• **INSTRUCTIONS FOR THE TASK**:
Rewrite the lines of the data below, from the line containing "Place one marker on every instance of the woman's face, position" through the line containing "pixel 219 95" (both included), replacing "marker" with "pin" and leaving everything else unchanged.

Stored items
start
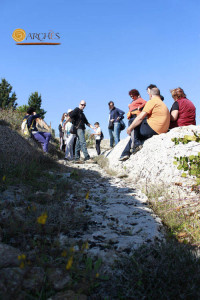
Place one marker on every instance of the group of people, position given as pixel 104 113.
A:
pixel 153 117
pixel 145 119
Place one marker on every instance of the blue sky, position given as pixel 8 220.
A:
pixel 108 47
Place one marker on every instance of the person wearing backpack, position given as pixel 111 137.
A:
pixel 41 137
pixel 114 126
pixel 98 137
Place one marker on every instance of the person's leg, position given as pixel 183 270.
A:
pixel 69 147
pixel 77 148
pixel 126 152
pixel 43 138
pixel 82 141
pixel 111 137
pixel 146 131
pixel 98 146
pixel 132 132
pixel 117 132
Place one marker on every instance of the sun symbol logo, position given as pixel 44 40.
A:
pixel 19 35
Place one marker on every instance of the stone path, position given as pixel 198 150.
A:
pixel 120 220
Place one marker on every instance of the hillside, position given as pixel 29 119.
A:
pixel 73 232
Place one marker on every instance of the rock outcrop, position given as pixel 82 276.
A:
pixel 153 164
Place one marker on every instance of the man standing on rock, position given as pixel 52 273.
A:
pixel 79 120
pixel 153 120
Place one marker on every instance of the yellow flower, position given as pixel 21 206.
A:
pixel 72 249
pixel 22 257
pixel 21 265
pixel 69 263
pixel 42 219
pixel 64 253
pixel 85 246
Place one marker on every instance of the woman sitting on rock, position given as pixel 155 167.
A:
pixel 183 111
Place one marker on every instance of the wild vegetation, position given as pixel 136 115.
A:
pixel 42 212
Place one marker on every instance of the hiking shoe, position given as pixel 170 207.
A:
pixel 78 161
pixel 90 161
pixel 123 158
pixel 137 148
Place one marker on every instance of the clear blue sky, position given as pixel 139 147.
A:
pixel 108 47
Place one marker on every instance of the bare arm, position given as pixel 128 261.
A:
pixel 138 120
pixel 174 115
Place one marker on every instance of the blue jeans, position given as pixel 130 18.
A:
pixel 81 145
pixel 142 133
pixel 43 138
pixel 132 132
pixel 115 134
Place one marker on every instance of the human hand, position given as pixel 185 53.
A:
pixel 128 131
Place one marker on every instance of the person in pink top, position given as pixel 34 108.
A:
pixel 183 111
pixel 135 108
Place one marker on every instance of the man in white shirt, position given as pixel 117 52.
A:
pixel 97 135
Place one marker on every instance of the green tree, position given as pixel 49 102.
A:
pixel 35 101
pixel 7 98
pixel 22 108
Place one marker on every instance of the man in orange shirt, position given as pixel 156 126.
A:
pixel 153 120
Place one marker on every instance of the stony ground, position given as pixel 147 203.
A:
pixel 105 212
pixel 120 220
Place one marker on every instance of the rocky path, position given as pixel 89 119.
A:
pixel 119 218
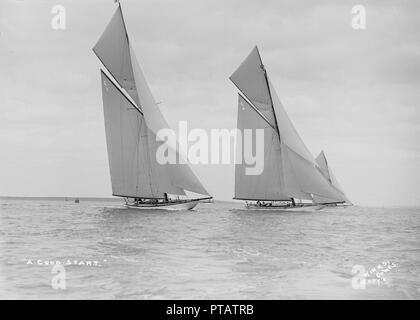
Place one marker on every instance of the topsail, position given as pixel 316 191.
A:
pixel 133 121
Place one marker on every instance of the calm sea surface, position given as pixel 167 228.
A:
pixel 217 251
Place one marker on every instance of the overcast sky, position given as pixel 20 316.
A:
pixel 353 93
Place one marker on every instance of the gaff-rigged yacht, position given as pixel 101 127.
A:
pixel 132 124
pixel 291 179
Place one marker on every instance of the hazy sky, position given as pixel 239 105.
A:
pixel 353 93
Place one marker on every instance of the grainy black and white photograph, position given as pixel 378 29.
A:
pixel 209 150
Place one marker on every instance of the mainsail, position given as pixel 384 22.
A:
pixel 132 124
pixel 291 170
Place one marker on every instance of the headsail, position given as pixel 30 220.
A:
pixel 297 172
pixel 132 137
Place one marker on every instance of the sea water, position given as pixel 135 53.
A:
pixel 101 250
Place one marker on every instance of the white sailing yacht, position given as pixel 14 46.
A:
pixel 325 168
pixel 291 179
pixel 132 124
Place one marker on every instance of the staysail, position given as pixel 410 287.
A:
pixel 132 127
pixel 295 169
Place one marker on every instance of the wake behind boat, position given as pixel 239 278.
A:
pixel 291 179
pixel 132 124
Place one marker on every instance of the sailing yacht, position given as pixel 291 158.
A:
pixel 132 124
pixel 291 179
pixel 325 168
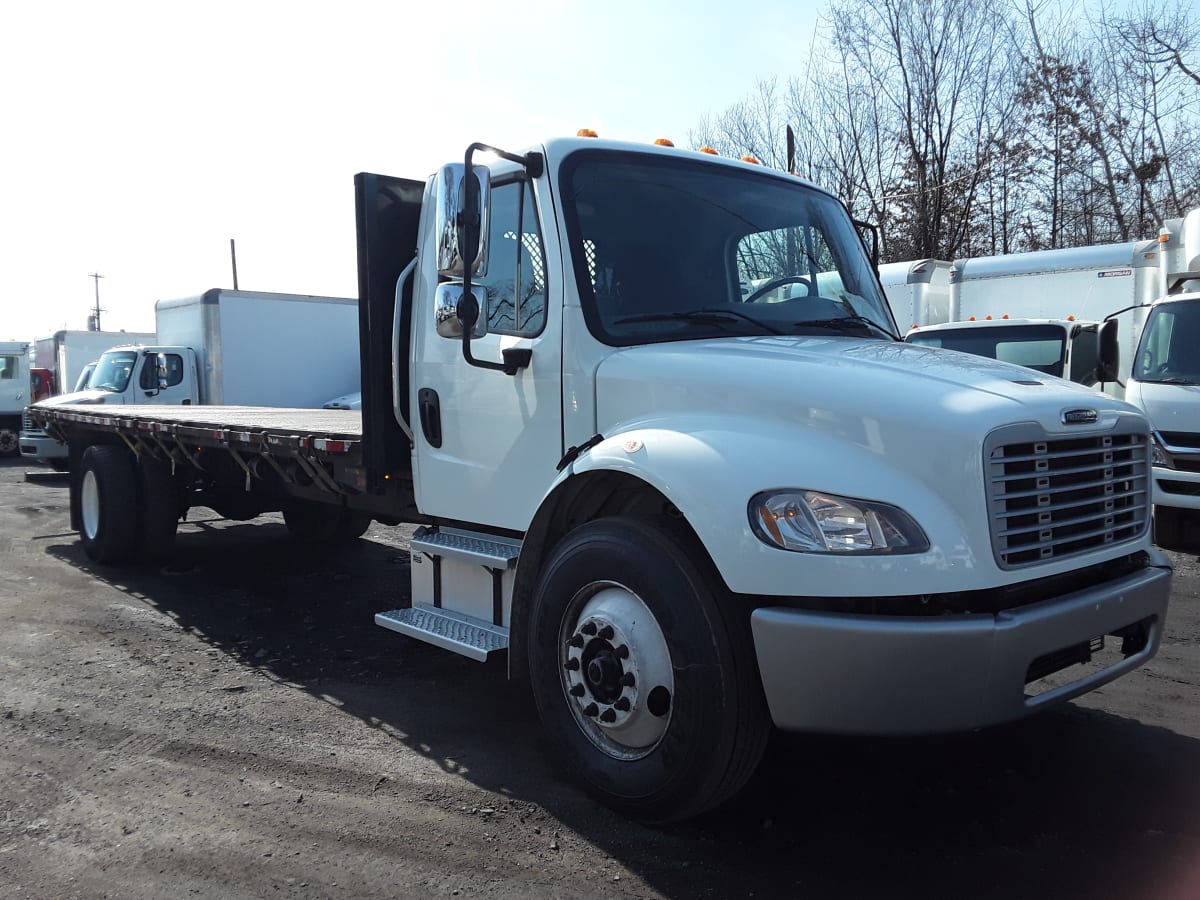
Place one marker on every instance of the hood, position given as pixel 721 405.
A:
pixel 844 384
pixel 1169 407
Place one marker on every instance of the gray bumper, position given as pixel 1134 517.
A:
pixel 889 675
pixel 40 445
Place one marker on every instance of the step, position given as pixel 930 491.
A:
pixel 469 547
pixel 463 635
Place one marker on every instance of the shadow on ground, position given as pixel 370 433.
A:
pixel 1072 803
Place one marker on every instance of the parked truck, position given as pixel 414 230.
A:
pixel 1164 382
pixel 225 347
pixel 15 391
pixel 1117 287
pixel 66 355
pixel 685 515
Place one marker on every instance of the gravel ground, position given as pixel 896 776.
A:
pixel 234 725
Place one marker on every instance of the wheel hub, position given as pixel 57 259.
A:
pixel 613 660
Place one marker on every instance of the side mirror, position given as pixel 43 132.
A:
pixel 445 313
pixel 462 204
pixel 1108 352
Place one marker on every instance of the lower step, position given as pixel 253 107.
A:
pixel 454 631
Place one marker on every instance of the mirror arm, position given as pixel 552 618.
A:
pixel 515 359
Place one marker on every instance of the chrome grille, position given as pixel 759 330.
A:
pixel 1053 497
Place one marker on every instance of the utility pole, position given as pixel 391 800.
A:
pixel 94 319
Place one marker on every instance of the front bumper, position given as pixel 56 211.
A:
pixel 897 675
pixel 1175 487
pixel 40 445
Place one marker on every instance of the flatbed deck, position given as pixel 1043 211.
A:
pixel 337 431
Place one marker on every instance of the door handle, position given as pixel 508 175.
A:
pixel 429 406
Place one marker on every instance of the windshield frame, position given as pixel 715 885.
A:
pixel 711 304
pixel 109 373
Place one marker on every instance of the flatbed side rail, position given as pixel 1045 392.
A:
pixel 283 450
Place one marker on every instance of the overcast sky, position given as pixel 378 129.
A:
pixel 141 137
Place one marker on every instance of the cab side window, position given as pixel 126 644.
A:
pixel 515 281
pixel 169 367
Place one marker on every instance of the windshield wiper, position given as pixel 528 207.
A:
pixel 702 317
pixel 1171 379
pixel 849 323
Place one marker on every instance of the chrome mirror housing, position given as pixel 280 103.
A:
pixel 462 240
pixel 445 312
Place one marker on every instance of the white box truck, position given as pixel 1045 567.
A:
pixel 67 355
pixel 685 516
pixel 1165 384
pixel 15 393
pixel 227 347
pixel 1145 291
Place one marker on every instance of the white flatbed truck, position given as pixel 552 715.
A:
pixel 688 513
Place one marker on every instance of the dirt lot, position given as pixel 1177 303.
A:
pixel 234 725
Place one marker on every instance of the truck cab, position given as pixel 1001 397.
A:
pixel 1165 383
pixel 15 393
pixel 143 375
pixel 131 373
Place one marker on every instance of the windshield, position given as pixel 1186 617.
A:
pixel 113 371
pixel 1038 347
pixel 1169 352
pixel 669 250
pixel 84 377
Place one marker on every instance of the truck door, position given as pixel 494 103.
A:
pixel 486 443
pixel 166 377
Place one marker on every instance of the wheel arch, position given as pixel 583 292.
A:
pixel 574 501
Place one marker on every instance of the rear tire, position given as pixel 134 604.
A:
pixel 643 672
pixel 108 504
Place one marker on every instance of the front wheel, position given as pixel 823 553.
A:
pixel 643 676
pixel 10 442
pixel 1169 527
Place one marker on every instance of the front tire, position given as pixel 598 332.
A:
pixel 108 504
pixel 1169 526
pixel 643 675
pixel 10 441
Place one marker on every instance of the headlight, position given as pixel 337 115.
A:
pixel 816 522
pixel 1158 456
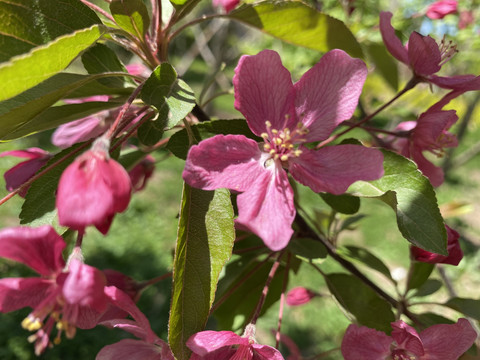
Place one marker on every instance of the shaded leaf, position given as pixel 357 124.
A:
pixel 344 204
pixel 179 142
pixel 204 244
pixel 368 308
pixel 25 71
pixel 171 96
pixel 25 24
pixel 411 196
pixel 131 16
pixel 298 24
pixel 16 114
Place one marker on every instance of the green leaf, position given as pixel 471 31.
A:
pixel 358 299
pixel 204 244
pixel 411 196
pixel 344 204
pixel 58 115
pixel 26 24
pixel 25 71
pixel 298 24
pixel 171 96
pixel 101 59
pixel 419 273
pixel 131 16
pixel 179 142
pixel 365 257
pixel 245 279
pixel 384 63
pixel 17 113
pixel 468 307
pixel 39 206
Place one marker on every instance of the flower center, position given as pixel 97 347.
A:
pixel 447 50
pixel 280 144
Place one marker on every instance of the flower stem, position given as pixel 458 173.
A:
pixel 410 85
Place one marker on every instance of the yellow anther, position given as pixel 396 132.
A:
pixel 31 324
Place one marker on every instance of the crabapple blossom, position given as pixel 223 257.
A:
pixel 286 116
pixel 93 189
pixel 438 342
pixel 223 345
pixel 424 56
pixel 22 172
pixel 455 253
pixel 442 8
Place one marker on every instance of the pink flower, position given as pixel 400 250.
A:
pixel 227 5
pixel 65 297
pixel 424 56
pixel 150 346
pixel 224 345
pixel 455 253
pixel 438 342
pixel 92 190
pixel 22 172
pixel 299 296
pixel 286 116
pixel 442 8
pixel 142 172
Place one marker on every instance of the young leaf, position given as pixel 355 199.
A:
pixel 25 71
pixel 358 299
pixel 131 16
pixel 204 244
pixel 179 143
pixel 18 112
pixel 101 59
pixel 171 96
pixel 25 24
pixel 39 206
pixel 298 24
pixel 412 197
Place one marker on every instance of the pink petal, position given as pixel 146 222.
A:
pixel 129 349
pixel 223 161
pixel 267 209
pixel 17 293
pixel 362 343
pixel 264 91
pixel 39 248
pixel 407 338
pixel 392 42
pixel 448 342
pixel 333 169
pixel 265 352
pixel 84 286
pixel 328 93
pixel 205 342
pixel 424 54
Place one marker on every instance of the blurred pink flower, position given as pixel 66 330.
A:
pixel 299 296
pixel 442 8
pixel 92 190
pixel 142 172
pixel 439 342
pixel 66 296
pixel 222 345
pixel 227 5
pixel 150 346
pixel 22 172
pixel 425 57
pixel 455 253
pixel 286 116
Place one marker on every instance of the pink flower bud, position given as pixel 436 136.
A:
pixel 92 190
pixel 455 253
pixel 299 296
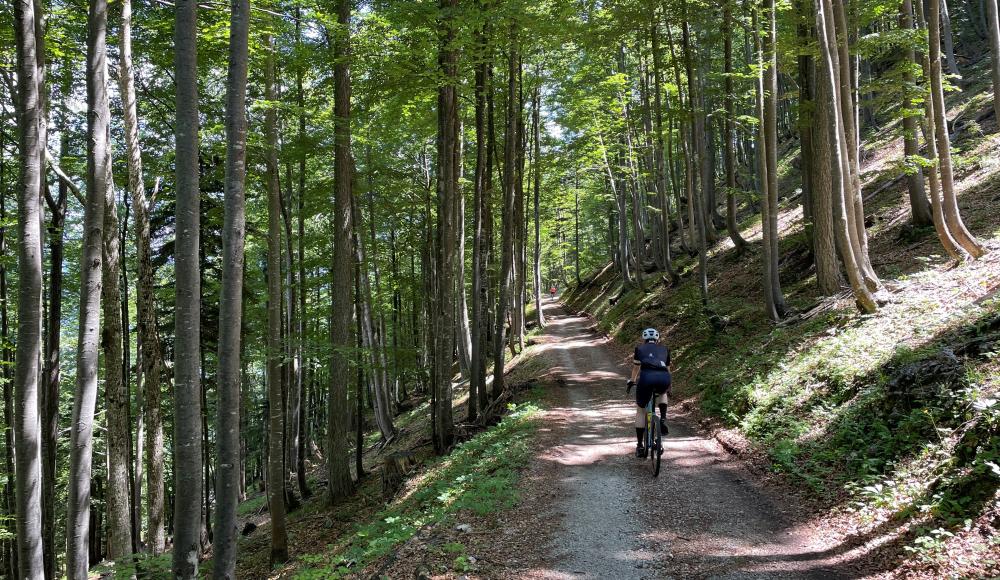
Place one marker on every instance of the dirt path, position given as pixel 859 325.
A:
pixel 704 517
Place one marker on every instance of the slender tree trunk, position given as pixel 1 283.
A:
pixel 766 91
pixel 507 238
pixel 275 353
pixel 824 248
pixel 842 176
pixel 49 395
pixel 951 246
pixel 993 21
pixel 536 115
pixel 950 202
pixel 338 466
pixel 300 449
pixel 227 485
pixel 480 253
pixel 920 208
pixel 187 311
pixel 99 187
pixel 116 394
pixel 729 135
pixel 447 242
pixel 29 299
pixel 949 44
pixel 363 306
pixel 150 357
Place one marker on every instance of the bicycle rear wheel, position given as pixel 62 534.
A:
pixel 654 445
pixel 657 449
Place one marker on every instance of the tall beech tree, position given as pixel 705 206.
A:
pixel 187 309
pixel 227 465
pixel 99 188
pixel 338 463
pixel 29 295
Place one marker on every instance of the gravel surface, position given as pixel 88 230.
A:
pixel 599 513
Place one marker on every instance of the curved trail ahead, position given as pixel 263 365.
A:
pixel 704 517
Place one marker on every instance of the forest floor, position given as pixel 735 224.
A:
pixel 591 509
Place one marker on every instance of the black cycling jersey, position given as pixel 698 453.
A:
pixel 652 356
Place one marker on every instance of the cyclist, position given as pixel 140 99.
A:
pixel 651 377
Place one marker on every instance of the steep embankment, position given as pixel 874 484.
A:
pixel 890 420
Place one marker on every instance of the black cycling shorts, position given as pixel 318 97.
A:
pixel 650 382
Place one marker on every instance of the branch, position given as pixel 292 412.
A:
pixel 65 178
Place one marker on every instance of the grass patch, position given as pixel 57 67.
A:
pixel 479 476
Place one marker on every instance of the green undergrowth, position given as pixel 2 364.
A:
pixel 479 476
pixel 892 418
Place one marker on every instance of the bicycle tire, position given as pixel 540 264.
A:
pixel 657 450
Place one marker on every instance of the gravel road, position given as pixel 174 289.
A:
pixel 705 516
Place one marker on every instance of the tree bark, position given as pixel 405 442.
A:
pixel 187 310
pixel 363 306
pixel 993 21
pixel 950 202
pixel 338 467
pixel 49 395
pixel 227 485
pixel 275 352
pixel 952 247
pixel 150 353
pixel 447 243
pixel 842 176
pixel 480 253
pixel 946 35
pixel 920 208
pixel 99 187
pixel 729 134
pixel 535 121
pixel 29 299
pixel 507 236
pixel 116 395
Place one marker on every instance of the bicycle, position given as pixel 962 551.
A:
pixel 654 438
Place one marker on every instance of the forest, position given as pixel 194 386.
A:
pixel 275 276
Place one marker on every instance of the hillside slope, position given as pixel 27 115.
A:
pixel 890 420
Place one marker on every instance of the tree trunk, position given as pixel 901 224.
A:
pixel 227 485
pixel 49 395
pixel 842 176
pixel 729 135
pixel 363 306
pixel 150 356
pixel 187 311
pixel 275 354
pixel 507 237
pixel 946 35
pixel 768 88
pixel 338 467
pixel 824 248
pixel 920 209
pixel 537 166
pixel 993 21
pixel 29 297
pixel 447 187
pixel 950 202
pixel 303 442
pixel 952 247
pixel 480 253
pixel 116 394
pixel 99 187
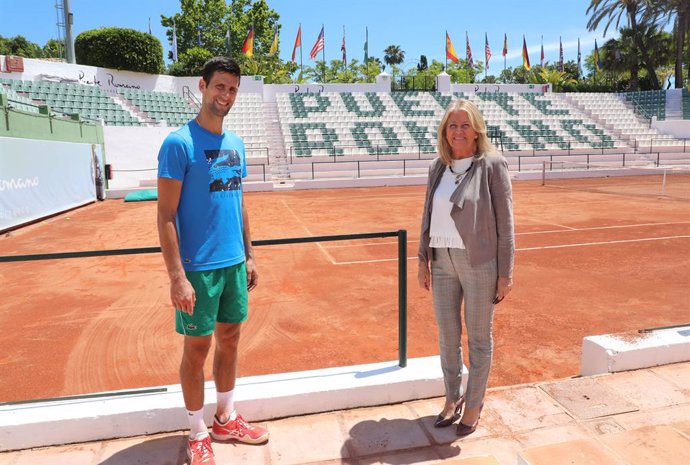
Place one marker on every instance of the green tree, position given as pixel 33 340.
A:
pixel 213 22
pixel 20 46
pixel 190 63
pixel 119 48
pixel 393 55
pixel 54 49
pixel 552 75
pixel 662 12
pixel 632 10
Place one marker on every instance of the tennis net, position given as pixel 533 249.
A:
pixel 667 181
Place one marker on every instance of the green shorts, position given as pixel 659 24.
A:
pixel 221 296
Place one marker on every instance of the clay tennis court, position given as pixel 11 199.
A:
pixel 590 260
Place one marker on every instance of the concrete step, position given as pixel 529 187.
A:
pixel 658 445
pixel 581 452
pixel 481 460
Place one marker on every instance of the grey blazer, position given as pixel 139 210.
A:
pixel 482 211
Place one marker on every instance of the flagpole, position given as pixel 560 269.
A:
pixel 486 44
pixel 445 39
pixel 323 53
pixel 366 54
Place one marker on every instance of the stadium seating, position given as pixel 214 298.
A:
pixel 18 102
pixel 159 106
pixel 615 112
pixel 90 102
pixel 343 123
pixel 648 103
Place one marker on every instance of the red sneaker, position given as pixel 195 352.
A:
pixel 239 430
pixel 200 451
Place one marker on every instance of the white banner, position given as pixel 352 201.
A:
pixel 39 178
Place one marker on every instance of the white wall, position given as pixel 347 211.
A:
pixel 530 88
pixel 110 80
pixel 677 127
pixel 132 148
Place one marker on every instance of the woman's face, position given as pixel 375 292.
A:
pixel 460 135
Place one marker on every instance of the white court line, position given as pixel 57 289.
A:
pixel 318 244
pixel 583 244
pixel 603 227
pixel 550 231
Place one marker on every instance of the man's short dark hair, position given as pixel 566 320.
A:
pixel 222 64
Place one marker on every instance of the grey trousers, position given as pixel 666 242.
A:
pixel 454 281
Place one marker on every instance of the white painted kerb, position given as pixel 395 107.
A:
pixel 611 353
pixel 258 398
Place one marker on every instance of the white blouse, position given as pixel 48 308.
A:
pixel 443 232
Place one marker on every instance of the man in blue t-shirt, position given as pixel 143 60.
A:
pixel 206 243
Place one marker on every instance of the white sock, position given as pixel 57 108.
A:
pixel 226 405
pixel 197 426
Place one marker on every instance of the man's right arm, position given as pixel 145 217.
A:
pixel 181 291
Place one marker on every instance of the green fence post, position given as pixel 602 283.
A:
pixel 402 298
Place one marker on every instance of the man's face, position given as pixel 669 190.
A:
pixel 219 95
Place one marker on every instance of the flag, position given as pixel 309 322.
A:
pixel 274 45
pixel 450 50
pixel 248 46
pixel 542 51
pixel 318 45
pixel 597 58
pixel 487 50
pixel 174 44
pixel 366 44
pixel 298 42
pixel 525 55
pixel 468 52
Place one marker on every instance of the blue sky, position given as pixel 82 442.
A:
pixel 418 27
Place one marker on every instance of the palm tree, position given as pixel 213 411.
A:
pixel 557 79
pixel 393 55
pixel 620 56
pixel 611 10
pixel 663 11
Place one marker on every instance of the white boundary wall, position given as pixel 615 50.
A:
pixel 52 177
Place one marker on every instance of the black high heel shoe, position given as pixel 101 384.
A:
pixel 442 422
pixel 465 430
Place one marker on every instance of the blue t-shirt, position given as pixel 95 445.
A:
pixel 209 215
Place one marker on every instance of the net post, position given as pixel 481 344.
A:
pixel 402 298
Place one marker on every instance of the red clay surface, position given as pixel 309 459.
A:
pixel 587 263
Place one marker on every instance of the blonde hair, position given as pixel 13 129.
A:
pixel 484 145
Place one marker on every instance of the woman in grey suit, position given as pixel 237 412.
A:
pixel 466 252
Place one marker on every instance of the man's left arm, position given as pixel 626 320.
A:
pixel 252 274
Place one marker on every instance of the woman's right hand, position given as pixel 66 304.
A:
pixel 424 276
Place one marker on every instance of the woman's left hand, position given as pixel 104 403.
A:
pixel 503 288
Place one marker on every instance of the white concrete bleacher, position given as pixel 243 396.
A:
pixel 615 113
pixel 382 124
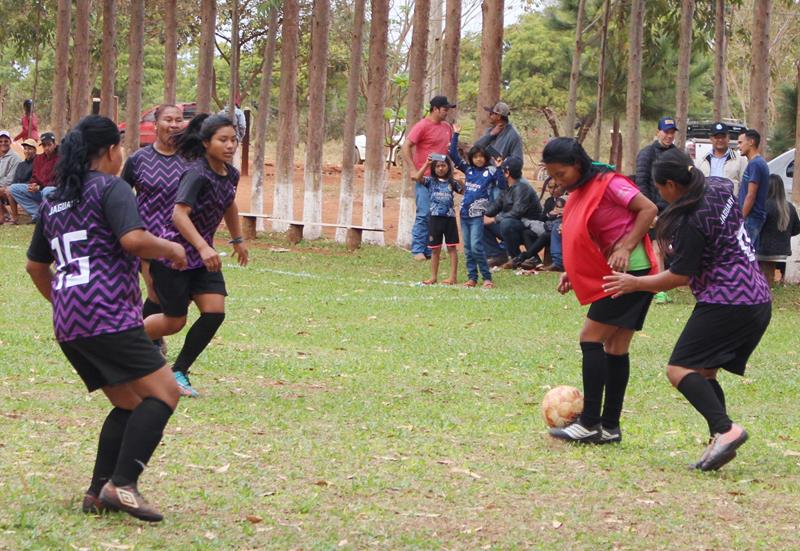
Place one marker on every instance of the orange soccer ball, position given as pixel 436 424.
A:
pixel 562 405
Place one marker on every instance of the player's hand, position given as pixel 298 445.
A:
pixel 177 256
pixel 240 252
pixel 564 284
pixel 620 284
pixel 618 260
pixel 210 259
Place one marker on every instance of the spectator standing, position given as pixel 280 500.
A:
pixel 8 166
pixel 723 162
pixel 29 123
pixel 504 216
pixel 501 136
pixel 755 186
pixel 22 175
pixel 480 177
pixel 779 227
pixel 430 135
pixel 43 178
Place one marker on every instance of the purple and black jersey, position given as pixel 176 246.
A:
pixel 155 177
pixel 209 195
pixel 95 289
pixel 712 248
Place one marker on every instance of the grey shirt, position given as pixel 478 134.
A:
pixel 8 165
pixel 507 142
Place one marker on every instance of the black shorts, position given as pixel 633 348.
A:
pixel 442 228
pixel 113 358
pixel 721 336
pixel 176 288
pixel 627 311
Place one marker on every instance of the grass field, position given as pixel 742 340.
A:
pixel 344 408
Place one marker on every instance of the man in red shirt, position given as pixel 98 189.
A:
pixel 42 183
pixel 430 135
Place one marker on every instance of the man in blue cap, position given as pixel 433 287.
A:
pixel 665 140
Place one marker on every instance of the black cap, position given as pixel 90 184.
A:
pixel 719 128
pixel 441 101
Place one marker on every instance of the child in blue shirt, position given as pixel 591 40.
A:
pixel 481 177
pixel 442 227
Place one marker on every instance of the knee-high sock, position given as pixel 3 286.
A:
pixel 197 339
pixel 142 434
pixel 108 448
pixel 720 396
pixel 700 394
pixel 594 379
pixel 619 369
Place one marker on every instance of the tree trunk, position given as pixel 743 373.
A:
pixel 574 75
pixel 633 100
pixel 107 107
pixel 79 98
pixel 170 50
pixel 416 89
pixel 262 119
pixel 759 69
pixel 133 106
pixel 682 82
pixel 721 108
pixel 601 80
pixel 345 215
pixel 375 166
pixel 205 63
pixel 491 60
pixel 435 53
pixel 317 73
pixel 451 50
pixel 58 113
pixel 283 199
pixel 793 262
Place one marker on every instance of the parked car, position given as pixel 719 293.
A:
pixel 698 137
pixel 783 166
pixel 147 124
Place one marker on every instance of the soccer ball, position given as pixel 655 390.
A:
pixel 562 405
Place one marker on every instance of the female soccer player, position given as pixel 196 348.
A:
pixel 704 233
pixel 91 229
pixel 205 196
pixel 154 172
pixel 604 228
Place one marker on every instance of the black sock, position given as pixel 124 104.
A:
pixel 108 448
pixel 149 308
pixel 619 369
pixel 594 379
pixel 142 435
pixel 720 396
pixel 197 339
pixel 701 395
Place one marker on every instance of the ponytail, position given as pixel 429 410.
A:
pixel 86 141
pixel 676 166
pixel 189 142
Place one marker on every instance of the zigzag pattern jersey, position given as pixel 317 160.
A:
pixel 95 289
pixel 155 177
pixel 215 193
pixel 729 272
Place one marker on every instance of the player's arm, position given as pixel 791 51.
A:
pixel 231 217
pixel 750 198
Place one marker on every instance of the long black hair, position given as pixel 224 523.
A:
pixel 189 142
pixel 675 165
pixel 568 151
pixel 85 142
end
• **WRITTEN REPLY**:
Place one pin on every instance of the woman's face, position given as pixel 375 292.
A:
pixel 460 135
Place one pin on every instance of the white court line, position given as pixel 57 289.
A:
pixel 318 244
pixel 583 244
pixel 603 227
pixel 550 231
Place one pin on every instance of the man's short dark hair, position given as pixel 566 320.
A:
pixel 222 64
Place one pin on every instance of the grey trousers, position given as pixel 666 242.
A:
pixel 454 281
Place one pin on every instance of the white painted kerb, position given as pixel 395 107.
A:
pixel 611 353
pixel 258 398
Place one pin on every instance of the white blouse, position given as pixel 48 308.
A:
pixel 443 232
Place one pin on every instance of the man in blue t-shirt, position given as pixel 143 60.
A:
pixel 206 243
Place one pin on every instance of the white sock, position given as pixel 57 108.
A:
pixel 226 405
pixel 197 426
Place one pin on every instance of the man's right arm, position given as pixel 145 217.
A:
pixel 181 291
Place one pin on every instance of the green fence post, position given as pixel 602 283.
A:
pixel 402 298
Place one pin on every instance of the man's face, position given as pixel 669 190.
A:
pixel 219 95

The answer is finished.